[Text passage]
-------------------------

Colors
- inRhymes.com
- Jun 12
- 4 min read
What does that word invoke in you? I have mentioned before that I am GenX to my core and I will never be sorry for the experiences I have had in life.
I forgive my family for the things they didn't or couldn't provide. I forgive those who were responsible for my formative years that missed the cues. I forgive the world for being cruel.
I believe this world is stuck in Black and White because the colors in between are confusing and the palette is extensive. Crayola knew what was up when they created the box with 96 colors and now how do you decide which color is yours?
This is a topic that will bring war amongst friends. It is a topic that will never go away until we stop finger pointing, blaming and living in our pasts. It is a topic that will tear people apart until it is no longer a topic.
I wrote this poem after attending a training in my previous life and when I look back, I think this may be where the direction of my path changed.
What people may or may not know about me, they assign to me by the color of my skin. They look at me and decide who I am before they even get to know me. It has been this way for as long as I can remember.
I AM different. I have been since the very beginning. I am not black nor am I white and for some reason, it is my job to explain it to you by putting myself in a color box. In a world that makes you check a color it is hard to fit in when the color isn't there to describe you. Why don't we just have a gray box? For all the lost and forgotten misfits that sit in silence that don't get to be one or the other.
If you are wearing white, then you own the world and everything in it? Is that what history has taught us? Being white is a privilege and the world is expecting you to carry it as the curse it is. I can speak of this, because everyone told me I was white.

-------------------------

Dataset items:
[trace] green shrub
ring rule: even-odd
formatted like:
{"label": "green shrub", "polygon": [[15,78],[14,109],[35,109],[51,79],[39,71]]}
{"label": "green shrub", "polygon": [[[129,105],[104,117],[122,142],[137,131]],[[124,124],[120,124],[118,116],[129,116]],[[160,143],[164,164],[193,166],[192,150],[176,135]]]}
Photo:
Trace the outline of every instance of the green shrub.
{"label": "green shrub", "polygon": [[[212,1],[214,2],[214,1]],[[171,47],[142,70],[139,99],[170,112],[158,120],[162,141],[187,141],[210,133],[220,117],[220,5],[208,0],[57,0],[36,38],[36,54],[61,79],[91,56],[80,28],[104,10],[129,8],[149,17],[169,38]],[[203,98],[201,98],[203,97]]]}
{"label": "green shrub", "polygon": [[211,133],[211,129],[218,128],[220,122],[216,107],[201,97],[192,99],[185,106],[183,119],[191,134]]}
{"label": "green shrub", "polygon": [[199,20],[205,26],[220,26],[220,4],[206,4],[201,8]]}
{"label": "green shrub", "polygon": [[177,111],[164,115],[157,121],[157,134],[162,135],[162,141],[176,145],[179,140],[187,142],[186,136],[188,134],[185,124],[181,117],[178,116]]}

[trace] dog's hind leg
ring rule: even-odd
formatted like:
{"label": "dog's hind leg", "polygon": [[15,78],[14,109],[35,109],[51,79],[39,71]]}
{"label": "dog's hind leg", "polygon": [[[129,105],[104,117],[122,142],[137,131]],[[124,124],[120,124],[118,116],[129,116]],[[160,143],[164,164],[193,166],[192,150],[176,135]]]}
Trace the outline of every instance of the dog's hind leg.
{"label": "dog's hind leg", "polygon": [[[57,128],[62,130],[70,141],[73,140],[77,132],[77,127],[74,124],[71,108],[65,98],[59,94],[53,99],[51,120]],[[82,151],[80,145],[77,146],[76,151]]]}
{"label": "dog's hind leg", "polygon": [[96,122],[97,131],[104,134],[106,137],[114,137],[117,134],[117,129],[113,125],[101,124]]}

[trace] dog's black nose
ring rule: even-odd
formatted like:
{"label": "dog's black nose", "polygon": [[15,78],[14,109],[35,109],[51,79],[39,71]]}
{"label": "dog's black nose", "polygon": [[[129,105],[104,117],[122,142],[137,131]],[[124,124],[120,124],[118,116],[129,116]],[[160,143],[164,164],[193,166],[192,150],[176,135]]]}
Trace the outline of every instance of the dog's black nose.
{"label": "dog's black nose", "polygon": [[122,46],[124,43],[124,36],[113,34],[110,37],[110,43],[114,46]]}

-------------------------

[Exercise tasks]
1. Please transcribe the Colors essay word for word, starting at "I forgive my" and ending at "longer a topic.".
2. Condense the paragraph of the Colors essay that begins "I AM different." into a shorter version that keeps its main points.

[Task-by-task answers]
1.
I forgive my family for the things they didn't or couldn't provide. I forgive those who were responsible for my formative years that missed the cues. I forgive the world for being cruel.
I believe this world is stuck in Black and White because the colors in between are confusing and the palette is extensive. Crayola knew what was up when they created the box with 96 colors and now how do you decide which color is yours?
This is a topic that will bring war amongst friends. It is a topic that will never go away until we stop finger pointing, blaming and living in our pasts. It is a topic that will tear people apart until it is no longer a topic.

2. I have always been different, neither black nor white, yet I am expected to explain myself by choosing a color box. When forms make you check a color that doesn't describe you, fitting in is hard. A gray box would serve the silent misfits who are neither one nor the other.